Problem to work on:
Count the lines in the material below that contain the string "shopping", and give only the number.

Input records:
——————————

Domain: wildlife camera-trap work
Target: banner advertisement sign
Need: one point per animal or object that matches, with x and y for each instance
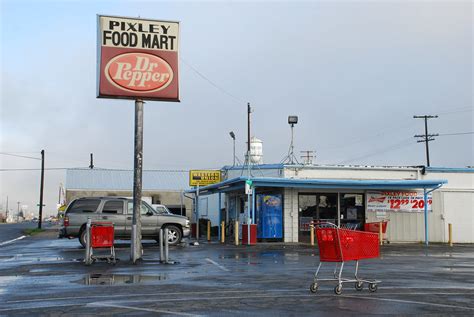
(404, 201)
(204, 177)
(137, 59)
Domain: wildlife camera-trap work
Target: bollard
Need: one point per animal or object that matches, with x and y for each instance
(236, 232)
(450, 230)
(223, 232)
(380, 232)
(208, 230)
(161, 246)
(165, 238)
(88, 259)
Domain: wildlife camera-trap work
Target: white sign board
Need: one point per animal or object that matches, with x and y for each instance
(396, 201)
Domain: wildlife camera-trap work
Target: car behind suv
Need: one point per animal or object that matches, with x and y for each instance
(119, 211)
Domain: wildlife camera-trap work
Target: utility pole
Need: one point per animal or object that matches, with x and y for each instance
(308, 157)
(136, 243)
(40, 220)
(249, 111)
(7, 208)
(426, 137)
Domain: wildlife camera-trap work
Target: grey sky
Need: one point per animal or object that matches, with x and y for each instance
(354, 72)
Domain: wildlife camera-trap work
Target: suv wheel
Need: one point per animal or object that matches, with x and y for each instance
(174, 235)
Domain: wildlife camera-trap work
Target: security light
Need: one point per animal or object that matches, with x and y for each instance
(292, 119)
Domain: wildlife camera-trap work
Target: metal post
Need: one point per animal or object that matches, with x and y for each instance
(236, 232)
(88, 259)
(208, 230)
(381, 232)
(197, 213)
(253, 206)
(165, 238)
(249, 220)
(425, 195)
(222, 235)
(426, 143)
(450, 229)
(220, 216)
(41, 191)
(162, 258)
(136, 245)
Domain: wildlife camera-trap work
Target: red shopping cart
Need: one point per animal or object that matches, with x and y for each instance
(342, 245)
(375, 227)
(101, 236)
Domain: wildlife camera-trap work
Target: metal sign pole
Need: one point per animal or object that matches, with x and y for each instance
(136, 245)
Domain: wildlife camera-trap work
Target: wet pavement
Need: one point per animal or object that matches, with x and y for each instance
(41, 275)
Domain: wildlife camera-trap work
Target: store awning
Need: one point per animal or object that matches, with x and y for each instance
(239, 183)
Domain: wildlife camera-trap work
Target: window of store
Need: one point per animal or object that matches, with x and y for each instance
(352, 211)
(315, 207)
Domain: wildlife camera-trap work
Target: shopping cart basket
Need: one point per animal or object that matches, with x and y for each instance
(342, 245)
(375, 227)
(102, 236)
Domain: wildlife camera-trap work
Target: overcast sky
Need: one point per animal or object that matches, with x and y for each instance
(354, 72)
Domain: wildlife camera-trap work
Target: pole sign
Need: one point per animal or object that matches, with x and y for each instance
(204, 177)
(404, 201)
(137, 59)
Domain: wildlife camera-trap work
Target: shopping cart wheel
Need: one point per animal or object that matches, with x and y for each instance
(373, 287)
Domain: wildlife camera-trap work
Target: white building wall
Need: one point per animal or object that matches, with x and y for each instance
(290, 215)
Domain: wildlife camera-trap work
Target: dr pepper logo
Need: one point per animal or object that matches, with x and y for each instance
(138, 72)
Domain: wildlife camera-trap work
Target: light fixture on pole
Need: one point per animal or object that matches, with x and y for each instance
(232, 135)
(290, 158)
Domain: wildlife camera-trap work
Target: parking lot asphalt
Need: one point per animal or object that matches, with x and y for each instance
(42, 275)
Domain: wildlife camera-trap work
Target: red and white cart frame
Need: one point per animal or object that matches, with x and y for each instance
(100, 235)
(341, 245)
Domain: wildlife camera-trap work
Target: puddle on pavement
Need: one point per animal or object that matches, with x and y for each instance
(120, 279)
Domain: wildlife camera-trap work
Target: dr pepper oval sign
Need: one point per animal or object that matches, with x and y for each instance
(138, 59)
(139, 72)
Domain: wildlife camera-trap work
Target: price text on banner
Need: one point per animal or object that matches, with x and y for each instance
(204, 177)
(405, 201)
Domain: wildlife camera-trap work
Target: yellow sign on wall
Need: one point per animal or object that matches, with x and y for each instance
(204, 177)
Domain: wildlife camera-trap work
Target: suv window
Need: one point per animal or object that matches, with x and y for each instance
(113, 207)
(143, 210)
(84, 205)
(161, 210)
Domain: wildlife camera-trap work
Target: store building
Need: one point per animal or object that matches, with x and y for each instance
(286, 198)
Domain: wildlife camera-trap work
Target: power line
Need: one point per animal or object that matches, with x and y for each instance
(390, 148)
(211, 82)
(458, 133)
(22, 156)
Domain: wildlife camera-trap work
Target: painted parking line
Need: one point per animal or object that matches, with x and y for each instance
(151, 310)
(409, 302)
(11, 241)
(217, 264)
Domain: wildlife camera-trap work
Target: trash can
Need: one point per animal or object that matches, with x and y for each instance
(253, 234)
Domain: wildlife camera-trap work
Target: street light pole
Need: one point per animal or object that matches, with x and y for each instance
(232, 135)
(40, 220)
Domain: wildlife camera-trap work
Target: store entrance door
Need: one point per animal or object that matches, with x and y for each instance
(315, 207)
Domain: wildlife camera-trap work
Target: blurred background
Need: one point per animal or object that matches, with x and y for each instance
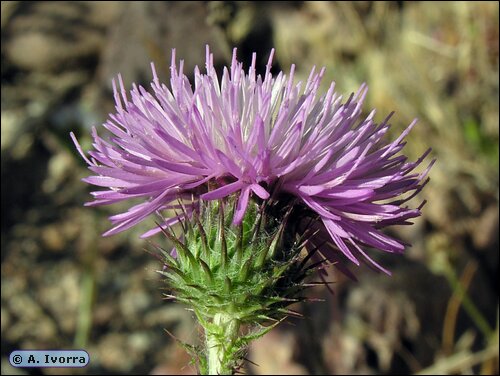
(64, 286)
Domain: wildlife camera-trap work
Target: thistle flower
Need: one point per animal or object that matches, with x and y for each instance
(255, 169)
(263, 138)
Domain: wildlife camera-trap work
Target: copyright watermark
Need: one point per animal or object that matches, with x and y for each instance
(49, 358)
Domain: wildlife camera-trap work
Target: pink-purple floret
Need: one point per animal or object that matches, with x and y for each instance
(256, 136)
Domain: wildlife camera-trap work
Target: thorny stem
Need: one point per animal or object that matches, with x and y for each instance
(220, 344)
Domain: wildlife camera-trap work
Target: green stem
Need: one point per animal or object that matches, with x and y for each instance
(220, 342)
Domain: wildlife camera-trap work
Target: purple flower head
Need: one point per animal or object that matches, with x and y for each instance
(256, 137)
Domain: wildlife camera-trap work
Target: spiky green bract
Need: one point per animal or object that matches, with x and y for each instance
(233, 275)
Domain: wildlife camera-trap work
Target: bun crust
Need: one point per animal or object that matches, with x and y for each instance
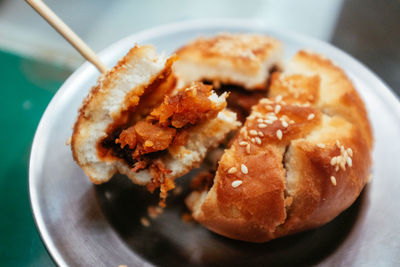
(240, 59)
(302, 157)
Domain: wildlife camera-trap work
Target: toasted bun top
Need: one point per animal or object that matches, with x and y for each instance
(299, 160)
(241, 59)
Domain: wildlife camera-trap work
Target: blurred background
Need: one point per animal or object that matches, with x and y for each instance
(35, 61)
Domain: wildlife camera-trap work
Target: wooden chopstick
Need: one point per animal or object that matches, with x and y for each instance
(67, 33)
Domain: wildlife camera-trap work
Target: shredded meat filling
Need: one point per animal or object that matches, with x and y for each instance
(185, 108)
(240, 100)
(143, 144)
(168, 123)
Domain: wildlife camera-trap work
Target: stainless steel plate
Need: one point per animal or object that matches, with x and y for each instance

——————————

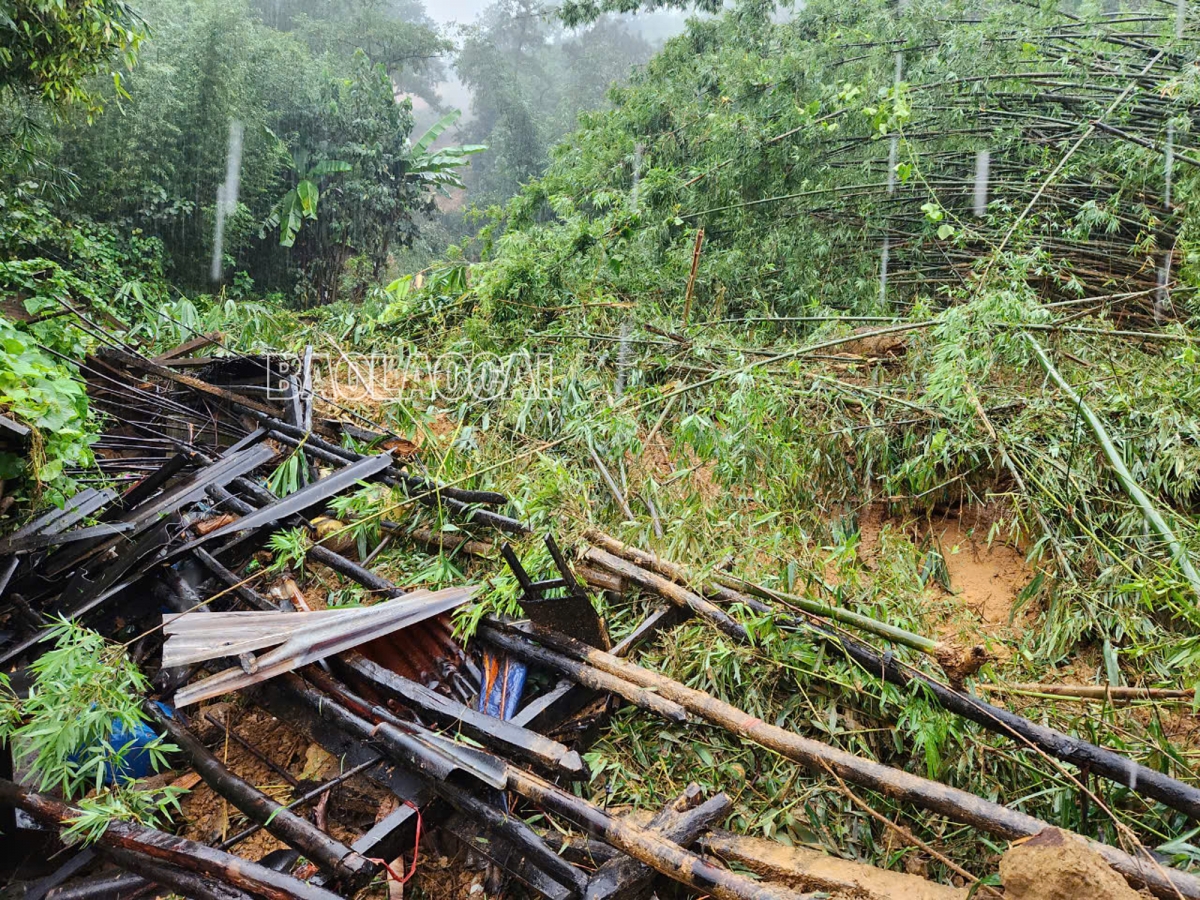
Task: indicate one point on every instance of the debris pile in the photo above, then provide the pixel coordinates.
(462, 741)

——————————

Written solution:
3